Job item: Copy the lines from the one containing "negative clicks: (157, 150)" through the one containing "box: [336, 672, 354, 706]", both included, without changing anything.
____ Source material
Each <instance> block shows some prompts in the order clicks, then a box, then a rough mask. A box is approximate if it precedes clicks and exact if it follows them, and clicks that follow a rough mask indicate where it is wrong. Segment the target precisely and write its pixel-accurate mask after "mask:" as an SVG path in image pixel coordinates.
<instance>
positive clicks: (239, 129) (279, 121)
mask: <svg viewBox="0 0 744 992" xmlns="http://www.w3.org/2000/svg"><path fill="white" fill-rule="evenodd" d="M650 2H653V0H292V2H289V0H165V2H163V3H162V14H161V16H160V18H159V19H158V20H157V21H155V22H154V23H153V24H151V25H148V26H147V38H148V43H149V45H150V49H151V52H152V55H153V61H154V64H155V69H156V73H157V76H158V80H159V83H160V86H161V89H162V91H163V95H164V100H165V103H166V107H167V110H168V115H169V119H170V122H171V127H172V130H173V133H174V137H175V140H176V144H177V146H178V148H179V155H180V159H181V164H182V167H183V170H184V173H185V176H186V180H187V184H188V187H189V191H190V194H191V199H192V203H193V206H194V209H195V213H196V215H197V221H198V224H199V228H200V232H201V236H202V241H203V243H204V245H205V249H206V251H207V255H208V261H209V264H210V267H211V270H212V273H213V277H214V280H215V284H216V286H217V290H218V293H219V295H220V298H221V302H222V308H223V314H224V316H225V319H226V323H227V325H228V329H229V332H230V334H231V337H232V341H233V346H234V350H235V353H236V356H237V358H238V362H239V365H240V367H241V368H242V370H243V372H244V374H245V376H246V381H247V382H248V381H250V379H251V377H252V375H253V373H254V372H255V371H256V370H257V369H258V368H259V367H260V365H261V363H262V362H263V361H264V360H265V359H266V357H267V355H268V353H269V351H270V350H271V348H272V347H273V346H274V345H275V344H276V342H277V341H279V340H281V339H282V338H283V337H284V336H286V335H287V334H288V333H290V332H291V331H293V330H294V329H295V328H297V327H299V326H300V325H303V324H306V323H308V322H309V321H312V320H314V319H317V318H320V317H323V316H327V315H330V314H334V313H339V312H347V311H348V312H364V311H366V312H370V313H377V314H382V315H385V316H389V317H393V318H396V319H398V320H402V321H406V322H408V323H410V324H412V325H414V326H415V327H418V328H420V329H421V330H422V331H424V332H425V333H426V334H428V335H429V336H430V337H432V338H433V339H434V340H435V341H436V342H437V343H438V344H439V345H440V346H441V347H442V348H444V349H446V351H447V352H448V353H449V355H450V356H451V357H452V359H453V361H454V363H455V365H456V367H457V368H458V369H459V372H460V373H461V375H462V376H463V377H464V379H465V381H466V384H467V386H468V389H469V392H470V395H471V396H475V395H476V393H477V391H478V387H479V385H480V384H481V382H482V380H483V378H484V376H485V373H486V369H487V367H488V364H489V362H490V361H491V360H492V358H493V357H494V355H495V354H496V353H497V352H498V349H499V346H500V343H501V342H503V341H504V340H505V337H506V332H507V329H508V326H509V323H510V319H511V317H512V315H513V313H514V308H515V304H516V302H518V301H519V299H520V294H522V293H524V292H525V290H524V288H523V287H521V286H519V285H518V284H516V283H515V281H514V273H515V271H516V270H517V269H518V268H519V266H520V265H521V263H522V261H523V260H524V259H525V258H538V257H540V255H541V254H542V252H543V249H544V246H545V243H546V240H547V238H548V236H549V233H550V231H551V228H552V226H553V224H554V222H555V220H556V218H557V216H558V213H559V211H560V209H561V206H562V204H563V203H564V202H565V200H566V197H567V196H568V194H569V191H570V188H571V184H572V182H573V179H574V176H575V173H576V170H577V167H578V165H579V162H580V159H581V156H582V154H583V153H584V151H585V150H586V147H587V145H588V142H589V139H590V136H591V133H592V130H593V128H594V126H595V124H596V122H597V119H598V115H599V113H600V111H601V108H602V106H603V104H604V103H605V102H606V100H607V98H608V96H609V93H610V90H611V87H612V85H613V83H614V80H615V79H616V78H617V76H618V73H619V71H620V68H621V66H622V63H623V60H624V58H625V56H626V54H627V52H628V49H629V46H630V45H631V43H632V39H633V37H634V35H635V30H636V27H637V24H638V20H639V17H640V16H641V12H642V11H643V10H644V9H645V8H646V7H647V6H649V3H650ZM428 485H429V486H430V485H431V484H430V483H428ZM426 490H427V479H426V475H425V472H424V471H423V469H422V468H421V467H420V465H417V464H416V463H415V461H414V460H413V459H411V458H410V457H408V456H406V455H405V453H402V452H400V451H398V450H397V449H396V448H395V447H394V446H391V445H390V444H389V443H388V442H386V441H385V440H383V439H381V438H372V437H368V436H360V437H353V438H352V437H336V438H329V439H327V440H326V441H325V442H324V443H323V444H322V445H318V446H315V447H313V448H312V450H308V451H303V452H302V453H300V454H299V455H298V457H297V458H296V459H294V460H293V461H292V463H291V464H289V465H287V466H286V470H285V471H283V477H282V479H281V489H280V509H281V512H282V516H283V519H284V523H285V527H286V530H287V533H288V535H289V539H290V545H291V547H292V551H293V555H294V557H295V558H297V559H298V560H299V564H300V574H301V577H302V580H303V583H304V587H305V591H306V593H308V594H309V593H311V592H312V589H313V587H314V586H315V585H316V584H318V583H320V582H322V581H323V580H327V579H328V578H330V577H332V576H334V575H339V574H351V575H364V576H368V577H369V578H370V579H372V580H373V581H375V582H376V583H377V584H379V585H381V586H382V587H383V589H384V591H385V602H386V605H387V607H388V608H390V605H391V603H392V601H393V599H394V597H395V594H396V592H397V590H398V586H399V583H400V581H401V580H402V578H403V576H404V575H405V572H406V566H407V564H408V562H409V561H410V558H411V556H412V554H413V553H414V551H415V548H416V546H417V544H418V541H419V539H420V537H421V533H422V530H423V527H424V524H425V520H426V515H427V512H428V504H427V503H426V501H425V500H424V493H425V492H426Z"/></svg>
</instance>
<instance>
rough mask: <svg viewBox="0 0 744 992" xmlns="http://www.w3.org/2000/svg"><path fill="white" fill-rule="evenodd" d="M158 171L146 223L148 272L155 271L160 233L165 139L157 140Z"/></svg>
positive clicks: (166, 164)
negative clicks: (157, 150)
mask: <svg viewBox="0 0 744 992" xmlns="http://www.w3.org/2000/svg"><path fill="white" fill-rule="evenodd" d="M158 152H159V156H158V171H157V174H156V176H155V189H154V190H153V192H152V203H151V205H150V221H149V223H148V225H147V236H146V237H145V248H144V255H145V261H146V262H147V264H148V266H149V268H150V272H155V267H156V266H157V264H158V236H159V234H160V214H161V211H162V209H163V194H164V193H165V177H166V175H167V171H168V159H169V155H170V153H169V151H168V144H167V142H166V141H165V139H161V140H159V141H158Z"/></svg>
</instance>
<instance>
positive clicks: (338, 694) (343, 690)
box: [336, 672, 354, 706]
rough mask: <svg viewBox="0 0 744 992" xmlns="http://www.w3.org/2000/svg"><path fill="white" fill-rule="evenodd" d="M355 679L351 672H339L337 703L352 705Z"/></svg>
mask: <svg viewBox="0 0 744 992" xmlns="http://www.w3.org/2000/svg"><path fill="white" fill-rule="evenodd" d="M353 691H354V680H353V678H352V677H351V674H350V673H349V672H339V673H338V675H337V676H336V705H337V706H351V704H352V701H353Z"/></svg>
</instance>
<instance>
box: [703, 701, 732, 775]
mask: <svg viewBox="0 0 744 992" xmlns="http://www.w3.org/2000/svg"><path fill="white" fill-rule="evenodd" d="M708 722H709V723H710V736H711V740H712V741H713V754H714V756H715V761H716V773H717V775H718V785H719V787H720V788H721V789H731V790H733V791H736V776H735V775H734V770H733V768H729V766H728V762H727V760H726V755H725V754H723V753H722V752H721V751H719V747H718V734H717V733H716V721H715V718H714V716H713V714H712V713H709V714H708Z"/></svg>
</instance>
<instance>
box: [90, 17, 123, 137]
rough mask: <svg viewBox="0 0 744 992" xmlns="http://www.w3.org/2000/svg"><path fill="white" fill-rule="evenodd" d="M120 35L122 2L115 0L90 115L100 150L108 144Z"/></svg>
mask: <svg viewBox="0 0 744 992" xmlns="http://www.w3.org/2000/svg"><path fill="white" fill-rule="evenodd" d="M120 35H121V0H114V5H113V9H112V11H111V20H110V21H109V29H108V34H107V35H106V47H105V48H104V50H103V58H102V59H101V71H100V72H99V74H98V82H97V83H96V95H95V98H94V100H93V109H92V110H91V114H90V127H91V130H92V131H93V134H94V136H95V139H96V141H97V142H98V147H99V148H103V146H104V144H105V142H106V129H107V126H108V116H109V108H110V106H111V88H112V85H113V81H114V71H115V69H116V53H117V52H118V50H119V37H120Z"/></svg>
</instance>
________
Result of this exercise:
negative clicks: (157, 150)
mask: <svg viewBox="0 0 744 992" xmlns="http://www.w3.org/2000/svg"><path fill="white" fill-rule="evenodd" d="M158 152H159V156H158V171H157V174H156V176H155V189H154V190H153V192H152V203H151V205H150V221H149V223H148V225H147V236H146V237H145V248H144V255H145V261H146V262H147V264H148V266H149V268H150V272H155V267H156V266H157V264H158V236H159V234H160V214H161V211H162V209H163V194H164V193H165V177H166V175H167V171H168V159H169V155H170V153H169V151H168V144H167V142H166V141H165V139H161V140H159V141H158Z"/></svg>
</instance>
<instance>
positive clicks: (338, 694) (343, 690)
box: [336, 672, 354, 706]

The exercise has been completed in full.